● **Work to do**
From the line with "Where can the woman in grey" through the final line, please write out the listing exactly, including both of those lines.

● **Material for this task**
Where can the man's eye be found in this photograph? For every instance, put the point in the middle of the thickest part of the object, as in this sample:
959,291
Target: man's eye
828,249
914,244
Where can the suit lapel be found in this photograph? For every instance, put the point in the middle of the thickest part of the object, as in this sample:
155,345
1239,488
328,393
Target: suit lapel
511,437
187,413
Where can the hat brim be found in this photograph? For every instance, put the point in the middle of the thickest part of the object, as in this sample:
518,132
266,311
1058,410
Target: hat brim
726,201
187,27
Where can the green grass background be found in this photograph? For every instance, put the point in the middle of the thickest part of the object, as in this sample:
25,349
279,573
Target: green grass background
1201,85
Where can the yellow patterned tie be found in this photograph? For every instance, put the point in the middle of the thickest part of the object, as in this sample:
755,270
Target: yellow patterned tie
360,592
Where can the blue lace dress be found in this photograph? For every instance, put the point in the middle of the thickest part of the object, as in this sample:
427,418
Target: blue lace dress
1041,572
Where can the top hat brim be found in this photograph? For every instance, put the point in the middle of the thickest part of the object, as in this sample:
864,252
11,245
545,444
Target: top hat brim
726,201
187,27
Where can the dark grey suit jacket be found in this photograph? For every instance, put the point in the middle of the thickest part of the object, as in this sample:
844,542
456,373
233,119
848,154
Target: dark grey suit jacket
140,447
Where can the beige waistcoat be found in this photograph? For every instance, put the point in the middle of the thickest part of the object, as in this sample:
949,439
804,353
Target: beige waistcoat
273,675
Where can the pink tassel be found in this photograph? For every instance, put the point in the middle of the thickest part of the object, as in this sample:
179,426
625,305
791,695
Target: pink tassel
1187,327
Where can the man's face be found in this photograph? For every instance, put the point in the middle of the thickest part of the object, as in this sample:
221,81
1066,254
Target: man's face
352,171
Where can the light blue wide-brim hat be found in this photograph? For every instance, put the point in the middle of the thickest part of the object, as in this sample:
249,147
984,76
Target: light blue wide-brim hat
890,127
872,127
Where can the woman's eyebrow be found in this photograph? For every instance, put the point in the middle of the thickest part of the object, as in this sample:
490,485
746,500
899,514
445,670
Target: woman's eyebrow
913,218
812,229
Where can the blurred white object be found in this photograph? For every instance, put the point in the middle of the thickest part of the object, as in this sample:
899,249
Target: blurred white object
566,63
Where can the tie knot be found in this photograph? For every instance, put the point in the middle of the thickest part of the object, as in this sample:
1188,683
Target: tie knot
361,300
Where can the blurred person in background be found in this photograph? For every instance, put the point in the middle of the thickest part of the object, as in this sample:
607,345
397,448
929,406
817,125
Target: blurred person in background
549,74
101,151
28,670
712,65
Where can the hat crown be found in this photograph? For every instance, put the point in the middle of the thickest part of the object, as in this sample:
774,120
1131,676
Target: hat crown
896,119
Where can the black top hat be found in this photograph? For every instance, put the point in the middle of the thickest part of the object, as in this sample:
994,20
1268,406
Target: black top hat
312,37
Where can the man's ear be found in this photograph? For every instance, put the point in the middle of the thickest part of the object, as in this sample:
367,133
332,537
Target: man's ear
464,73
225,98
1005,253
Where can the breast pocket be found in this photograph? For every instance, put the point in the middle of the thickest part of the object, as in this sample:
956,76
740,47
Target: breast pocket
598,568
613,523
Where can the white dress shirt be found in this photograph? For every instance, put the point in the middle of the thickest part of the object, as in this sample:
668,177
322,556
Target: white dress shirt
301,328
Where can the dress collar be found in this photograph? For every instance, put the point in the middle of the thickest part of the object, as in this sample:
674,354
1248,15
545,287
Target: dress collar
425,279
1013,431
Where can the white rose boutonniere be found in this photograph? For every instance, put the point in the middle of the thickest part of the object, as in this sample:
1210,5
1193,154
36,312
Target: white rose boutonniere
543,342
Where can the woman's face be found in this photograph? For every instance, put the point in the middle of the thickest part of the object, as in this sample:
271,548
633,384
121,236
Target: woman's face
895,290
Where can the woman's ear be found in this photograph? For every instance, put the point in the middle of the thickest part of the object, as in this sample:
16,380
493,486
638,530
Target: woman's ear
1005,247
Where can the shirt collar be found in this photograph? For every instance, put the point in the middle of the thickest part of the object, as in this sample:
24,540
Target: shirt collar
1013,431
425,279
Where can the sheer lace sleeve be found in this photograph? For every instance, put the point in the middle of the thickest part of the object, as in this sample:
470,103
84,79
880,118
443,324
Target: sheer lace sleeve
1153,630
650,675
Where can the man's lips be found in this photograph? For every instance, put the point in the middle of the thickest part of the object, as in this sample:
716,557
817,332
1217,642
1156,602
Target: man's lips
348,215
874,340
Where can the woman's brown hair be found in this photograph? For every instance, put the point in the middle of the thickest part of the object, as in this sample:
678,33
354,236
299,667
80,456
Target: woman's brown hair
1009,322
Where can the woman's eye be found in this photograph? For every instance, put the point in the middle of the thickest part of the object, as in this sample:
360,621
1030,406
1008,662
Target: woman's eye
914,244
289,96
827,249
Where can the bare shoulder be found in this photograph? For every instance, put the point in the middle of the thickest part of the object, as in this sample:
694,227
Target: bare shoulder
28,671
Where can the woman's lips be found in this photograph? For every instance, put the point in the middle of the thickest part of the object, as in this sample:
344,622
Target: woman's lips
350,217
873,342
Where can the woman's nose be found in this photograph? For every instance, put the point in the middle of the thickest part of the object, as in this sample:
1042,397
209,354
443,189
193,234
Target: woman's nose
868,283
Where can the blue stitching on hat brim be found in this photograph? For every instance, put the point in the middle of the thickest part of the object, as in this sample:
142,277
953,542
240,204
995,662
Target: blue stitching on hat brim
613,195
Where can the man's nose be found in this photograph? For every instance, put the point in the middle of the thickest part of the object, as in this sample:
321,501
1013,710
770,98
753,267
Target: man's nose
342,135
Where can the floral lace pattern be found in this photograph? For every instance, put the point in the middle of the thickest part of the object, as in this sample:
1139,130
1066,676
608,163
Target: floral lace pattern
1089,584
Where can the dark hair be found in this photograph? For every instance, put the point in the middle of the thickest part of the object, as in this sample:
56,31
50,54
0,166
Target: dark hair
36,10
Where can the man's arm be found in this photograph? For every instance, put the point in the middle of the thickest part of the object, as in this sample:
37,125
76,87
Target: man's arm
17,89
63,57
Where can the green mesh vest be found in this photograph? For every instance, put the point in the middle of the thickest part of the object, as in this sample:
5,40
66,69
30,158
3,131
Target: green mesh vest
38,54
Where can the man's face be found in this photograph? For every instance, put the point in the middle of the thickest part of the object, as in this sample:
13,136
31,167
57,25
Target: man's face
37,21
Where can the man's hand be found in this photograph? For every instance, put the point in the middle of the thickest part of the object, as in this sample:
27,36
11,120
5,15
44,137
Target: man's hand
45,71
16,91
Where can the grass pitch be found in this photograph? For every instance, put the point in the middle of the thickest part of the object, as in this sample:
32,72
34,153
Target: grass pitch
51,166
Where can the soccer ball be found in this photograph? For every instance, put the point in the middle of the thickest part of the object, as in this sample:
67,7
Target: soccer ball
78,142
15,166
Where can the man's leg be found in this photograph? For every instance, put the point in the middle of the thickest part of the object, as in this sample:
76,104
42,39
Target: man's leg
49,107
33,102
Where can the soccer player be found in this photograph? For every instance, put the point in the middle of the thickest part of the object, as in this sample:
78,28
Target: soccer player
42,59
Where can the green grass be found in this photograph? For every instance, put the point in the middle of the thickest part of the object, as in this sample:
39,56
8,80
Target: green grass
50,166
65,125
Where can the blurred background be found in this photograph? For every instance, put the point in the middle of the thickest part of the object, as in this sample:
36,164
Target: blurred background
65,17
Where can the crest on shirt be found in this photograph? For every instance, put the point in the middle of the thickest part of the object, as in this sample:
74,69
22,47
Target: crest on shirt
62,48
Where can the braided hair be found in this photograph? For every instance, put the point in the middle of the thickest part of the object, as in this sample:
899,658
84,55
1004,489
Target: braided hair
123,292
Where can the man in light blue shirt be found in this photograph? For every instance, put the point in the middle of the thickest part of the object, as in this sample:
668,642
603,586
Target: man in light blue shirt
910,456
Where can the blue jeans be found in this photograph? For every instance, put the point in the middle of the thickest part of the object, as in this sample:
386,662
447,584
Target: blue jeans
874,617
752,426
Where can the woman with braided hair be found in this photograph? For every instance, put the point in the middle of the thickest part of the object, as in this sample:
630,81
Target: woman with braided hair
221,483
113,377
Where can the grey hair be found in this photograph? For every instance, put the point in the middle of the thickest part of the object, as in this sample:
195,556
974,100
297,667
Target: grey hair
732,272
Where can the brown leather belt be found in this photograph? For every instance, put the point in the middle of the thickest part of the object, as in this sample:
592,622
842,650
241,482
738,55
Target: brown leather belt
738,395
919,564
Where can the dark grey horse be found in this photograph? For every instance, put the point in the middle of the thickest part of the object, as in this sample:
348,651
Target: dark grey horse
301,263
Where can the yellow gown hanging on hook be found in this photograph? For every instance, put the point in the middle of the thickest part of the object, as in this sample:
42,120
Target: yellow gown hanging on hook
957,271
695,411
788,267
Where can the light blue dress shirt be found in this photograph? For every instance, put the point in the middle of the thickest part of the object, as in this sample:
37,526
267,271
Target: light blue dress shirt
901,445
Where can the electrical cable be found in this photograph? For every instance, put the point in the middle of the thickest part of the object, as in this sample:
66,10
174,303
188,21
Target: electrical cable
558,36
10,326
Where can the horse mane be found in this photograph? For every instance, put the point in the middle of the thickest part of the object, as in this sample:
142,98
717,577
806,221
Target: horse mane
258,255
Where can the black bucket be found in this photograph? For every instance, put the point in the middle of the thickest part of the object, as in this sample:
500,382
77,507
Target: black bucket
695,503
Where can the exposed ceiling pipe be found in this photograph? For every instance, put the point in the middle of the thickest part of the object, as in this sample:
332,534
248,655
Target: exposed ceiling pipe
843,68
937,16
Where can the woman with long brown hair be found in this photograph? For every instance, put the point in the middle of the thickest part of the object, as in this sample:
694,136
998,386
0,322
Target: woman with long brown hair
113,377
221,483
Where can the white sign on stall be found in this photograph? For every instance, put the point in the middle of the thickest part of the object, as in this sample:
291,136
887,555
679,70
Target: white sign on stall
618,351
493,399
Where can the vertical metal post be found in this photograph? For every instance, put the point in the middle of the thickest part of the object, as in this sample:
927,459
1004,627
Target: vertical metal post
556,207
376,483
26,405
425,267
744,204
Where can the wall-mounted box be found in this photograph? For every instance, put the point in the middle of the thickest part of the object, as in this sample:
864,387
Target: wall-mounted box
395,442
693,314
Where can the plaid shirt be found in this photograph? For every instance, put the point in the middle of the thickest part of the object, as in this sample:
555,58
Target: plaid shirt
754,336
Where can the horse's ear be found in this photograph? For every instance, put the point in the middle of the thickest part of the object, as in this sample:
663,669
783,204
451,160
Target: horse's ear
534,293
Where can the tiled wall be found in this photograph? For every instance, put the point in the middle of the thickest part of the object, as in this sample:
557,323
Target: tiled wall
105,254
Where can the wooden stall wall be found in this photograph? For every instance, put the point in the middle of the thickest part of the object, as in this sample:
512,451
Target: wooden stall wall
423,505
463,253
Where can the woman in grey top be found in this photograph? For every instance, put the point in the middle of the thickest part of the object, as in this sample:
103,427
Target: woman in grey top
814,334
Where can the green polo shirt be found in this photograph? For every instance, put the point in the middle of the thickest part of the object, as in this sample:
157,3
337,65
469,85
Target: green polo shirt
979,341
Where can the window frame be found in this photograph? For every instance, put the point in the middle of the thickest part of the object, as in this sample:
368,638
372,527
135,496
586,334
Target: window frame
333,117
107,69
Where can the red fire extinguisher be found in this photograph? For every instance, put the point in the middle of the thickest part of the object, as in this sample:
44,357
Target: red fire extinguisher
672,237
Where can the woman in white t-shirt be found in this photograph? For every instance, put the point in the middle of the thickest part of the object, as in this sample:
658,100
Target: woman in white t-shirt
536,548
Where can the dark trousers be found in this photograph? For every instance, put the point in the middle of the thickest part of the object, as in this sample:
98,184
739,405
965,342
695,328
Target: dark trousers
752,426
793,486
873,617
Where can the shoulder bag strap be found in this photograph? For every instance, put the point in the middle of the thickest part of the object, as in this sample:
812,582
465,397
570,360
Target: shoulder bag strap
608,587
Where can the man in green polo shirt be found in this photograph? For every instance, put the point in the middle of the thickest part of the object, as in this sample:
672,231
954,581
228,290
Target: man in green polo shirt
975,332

● **Completed exercise**
Where can the woman in grey top be found in this photograph? For every instance, put the point in the middle of the thickest part of the object, as in this sample:
103,427
Target: woman in grey top
814,334
Where can the green polo shirt be found in this photograph? For every instance, put the point in the middle of the thickest part of the object, as in this sample:
157,3
337,65
469,85
Target: green polo shirt
979,341
Where can the window frame be found in this photograph? For every instance, put the point in the middle of the thickest part of the object, as in this sample:
368,638
372,527
135,496
586,334
Target: window frame
333,117
107,69
Where can the red fire extinguisher be found in this photograph? For every instance, put the point in the middle of the thickest part of the object, as in this sample:
44,357
Target: red fire extinguisher
672,237
Where can the woman in white t-shirt be found in this photograph? For every instance, put the point in the middle of the thickest part of the object, as in this sample:
658,100
Target: woman in white t-shirt
536,548
Where can the dark trousers be found in this photograph? For every instance, put the point in the middle of the thickest part of the object, as in this sample:
98,184
739,405
965,342
695,328
Target: dark trousers
752,426
793,486
873,617
Where can the shoulder bag strap be found in this photograph? For every instance, put the point in the middle of the thickest part of the object, as in this sample:
812,582
465,397
570,360
Target: shoulder bag strap
608,587
Where can the man in green polo shirt be found in this photograph? For every instance, put the point in the middle of the thickest part of the object, as in this sample:
672,231
954,581
228,290
Target: man in green polo shirt
975,332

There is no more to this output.